Short exercise:
Switch "measure" to "gauge" throughout the stretch from the start of the entries through the line containing "xmin=654 ymin=205 xmax=993 ymax=683", changing nothing else. Reproduce only those lines.

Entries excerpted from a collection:

(begin)

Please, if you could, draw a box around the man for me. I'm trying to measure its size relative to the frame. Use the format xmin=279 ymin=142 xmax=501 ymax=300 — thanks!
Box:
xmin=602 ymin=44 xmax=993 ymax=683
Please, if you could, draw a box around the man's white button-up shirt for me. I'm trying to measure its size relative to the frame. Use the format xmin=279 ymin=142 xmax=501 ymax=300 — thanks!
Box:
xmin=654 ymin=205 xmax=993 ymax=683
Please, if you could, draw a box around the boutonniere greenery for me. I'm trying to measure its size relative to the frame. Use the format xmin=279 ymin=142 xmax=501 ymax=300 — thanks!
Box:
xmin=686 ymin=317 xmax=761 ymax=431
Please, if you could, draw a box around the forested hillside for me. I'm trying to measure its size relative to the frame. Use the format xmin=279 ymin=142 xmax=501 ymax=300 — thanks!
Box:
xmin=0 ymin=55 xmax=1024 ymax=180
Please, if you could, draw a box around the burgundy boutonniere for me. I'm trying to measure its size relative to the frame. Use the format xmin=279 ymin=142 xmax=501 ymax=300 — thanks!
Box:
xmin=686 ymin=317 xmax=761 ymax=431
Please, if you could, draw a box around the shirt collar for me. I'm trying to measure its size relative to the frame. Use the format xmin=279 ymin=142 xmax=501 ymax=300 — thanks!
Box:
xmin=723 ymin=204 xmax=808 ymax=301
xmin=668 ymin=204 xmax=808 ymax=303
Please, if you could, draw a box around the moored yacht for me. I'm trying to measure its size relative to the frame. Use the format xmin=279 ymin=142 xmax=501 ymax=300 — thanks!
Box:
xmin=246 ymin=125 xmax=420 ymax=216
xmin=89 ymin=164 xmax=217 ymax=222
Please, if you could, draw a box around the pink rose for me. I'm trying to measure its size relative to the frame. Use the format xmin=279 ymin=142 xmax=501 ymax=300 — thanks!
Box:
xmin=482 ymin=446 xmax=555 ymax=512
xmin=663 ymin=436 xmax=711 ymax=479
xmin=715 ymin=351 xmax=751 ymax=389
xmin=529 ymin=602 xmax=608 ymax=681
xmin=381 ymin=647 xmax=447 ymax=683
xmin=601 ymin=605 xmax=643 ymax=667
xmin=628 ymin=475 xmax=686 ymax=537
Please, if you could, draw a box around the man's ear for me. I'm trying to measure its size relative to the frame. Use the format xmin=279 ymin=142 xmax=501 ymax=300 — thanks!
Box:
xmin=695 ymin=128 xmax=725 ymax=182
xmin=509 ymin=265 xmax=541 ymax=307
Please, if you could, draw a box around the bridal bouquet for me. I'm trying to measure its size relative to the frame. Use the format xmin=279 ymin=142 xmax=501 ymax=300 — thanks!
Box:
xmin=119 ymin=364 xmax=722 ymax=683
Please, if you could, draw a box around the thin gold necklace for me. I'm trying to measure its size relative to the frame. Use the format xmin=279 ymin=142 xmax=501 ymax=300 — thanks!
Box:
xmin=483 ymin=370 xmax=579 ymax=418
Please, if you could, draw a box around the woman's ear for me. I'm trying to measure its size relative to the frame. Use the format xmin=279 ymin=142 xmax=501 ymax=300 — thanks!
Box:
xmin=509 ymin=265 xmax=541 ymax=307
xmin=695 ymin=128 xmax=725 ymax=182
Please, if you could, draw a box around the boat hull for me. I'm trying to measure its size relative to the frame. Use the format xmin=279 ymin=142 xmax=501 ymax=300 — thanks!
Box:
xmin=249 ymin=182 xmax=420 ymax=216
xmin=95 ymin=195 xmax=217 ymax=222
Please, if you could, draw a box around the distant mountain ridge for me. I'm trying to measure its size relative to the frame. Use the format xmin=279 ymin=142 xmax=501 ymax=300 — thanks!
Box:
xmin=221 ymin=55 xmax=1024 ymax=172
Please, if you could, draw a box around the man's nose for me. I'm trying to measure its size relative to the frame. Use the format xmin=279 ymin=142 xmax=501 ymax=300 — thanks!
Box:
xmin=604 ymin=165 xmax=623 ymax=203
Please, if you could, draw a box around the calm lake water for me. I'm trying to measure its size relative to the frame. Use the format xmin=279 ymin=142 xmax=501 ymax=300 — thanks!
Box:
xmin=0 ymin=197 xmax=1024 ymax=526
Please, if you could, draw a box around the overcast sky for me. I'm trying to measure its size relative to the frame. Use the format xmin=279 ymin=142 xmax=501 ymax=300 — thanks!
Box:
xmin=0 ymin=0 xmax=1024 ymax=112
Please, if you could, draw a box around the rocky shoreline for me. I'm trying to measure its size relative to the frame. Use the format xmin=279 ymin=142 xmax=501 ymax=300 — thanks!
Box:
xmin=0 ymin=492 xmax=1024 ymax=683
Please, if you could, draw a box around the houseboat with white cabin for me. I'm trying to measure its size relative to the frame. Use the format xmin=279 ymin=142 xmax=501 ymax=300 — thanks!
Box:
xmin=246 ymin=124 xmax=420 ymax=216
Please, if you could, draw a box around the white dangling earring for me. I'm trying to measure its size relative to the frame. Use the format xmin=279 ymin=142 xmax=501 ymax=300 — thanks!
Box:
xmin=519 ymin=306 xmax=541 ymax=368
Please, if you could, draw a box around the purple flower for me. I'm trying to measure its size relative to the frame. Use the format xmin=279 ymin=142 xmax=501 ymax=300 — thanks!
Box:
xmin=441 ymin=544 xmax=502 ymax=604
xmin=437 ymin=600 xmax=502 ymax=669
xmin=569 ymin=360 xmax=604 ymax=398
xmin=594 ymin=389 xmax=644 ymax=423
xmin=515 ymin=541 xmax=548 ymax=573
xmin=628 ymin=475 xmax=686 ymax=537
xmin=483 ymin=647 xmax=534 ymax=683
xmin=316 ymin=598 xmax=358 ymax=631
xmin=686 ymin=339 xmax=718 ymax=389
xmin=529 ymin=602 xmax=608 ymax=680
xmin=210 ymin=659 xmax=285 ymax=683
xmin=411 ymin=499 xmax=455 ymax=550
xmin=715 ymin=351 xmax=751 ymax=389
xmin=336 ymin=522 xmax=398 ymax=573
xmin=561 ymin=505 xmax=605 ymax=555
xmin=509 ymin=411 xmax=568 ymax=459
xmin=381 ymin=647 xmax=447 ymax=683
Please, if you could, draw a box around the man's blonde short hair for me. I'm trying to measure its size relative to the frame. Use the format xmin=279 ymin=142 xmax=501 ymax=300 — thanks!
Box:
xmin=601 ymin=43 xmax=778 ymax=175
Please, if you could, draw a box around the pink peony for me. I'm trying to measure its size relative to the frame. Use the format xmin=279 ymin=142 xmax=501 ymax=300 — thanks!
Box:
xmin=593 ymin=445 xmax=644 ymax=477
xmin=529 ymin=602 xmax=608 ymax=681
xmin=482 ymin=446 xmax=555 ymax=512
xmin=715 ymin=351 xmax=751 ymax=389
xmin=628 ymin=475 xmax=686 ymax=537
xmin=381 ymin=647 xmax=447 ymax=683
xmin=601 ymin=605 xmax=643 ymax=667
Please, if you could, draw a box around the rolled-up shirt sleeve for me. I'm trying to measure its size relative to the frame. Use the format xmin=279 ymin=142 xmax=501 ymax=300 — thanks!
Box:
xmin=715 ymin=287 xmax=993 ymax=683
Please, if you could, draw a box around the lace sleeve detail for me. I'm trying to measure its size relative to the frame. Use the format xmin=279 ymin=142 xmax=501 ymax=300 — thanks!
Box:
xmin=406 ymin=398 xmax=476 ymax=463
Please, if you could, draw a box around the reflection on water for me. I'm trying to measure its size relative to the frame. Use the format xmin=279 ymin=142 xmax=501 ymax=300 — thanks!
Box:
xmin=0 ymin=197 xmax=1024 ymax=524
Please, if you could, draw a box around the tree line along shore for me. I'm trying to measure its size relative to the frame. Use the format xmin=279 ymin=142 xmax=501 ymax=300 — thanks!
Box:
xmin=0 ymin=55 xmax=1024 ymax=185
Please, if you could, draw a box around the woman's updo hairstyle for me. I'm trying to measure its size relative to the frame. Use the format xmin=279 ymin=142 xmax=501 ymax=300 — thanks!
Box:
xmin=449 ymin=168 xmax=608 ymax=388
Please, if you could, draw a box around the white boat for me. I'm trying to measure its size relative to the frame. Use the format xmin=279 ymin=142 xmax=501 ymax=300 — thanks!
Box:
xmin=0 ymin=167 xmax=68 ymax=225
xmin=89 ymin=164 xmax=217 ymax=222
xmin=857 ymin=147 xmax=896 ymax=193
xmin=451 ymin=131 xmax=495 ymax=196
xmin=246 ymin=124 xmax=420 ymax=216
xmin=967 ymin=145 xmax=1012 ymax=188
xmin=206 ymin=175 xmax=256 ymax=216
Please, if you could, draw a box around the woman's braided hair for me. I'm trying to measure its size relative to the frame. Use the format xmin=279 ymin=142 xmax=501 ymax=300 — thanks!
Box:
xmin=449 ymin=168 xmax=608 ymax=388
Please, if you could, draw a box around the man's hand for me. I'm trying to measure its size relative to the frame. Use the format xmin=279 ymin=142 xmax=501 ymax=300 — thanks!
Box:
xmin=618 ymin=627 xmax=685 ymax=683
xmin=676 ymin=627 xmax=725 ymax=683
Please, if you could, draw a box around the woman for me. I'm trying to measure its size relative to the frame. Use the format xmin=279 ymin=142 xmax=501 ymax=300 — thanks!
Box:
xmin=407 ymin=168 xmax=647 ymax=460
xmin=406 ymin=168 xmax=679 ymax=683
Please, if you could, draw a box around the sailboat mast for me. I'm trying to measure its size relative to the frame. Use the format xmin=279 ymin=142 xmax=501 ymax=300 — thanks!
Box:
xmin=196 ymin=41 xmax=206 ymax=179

(end)

Answer to this task:
Please, if you could, draw a box around the man for me. I'm trying to gauge its size relative to the frame. Use the format xmin=279 ymin=142 xmax=501 ymax=300 — thanks!
Box:
xmin=602 ymin=44 xmax=993 ymax=683
Please, if you could, draw a box around the man's white button-up shirt for me. I'm trying to gauge its size relative to the frame. Use the format xmin=279 ymin=142 xmax=501 ymax=300 — thanks!
Box:
xmin=654 ymin=205 xmax=993 ymax=683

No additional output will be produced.